_WORK TO BE COMPLETED_:
Copy out all of the data below with no alterations.

_GIVEN INFORMATION_:

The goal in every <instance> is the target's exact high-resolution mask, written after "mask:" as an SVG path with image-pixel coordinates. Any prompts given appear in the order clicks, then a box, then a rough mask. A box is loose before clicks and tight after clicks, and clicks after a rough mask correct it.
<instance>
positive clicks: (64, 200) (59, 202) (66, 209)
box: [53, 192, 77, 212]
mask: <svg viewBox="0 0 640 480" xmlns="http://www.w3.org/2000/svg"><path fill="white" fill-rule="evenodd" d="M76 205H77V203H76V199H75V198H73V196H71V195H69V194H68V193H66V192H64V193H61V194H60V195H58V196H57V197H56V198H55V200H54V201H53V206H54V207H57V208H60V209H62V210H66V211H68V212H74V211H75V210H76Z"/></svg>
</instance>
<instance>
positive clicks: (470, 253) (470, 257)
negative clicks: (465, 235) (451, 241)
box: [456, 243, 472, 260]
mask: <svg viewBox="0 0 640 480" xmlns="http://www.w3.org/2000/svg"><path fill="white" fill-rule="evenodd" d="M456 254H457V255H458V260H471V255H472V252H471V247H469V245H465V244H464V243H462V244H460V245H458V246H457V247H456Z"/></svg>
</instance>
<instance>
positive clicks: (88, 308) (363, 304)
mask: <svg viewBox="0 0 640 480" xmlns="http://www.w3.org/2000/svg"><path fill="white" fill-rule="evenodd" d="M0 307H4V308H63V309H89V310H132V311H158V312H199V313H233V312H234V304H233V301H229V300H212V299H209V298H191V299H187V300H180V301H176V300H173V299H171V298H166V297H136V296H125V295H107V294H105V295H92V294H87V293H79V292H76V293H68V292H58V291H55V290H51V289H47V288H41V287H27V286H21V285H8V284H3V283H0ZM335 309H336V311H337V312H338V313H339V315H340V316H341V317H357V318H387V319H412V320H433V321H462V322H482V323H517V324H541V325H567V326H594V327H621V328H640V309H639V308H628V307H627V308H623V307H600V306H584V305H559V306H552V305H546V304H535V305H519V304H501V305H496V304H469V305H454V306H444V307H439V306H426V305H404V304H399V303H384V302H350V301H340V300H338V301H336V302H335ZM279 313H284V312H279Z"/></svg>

_TASK ANSWER_:
The goal in every <instance> is the target's exact high-resolution mask, written after "mask:" as an SVG path with image-pixel coordinates. Any prompts given appear in the order clicks, then a box, then a rough mask. A box is loose before clicks and tight after clicks, and clicks after a rough mask correct it.
<instance>
positive clicks: (64, 200) (59, 202) (66, 209)
box: [53, 192, 77, 212]
mask: <svg viewBox="0 0 640 480" xmlns="http://www.w3.org/2000/svg"><path fill="white" fill-rule="evenodd" d="M76 205H77V203H76V199H75V198H73V196H71V195H69V194H68V193H66V192H64V193H61V194H60V195H58V196H57V197H56V198H55V200H54V201H53V206H54V207H57V208H60V209H62V210H66V211H68V212H74V211H75V210H76Z"/></svg>
</instance>
<instance>
positive clicks: (470, 253) (470, 257)
negative clicks: (465, 235) (451, 241)
box: [456, 243, 472, 260]
mask: <svg viewBox="0 0 640 480" xmlns="http://www.w3.org/2000/svg"><path fill="white" fill-rule="evenodd" d="M456 254H457V255H458V260H471V255H472V252H471V247H469V245H465V244H464V243H462V244H460V245H458V246H457V247H456Z"/></svg>
</instance>
<instance>
positive clicks: (88, 308) (363, 304)
mask: <svg viewBox="0 0 640 480" xmlns="http://www.w3.org/2000/svg"><path fill="white" fill-rule="evenodd" d="M0 307H4V308H63V309H89V310H132V311H158V312H199V313H233V312H234V304H233V301H229V300H212V299H209V298H191V299H187V300H180V301H176V300H173V299H171V298H166V297H136V296H125V295H107V294H105V295H92V294H87V293H79V292H76V293H68V292H58V291H55V290H51V289H47V288H41V287H27V286H21V285H8V284H3V283H0ZM335 309H336V311H337V312H338V313H339V315H340V316H341V317H357V318H387V319H412V320H433V321H462V322H482V323H517V324H541V325H567V326H594V327H621V328H640V309H639V308H628V307H627V308H623V307H600V306H584V305H559V306H552V305H546V304H535V305H519V304H501V305H496V304H469V305H454V306H444V307H439V306H426V305H404V304H399V303H384V302H350V301H340V300H338V301H336V302H335ZM279 313H284V312H279Z"/></svg>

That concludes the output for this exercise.